++++ LESETEXT

Kärnten
Mehr als 800 Kinder leben nicht bei ihren Familien
Im Bundesländervergleich hat Kärnten eine hohe Anzahl an fremduntergebrachten Kindern. Landesrätin Beate Prettner und Kinder- und Jugendanwältin Astrid Liebhauser sprechen mit uns über die außerfamiliäre Betreuung in sozialpädagogischen Einrichtungen und Pflegefamilien.
KÄRNTEN. In einer Aussendung der Stadt Klagenfurt zum kürzlich stattgefundenen Stadtsenat wird unter anderem Universitätsprofessorin Ulrike Loch zum Thema "Fremdunterbringung von Kindern" zitiert. Dort heißt es, dass die Anzahl der Kinder in Fremdunterbringung in Kärnten im Vergleich zu den anderen Bundesländern viel höher ist. Laut der zuständigen Landesrätin Beate Prettner bedarf diese Aussage einer detaillierten Betrachtung: "In der Bundes-Kinder- und Jugendhilfestatistik werden in Kärnten im Rahmen der Vollen Erziehung alle unbegleiteten minderjährigen Flüchtlinge mitgezählt, da die Obsorge für diese Minderjährigen beim Kinder- und Jugendhilfe-Träger liegt."
Höherer Anteil bei 14- bis 18-Jährigen
In den 41 sozialpädagogischen Einrichtungen der Kinder- und Jugendhilfe werden mit Stichtag 8. März 543, in 242 Pflegefamilien werden 280 Minderjährige betreut. "Sieht man sich die Unterbringungen nach Altersgruppen an, so wird deutlich, dass Kärnten bei der Unterbringung von Minderjährigen in der Altersgruppe null bis 14 Jahren im unteren Bereich liegt, einen höheren Anteil gibt es bei den 14- bis 18-Jährigen, dies aber auch vor dem Hintergrund, dass in Kärnten auch noch kurz vor Erreichen des 18. Lebensjahres stationäre Unterbringungen von Jugendlichen gewährt werden", so Prettner.

++++++++
++++ VORLIEGENDE DATEN

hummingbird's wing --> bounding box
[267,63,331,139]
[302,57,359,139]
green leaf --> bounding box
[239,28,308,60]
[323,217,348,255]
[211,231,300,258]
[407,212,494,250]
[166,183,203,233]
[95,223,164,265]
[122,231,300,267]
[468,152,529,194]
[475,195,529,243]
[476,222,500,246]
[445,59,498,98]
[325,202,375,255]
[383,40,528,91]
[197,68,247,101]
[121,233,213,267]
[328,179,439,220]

++++++++

▸ **ARBEITSAUFTRAG**:
Gib an, wie viele Minderjährige laut dem Lesetext mit Stichtag 8. März in Pflegefamilien betreut werden.

▸ **LÖSUNG**:
Mit Stichtag 8. März werden 280 Minderjährige in Pflegefamilien betreut.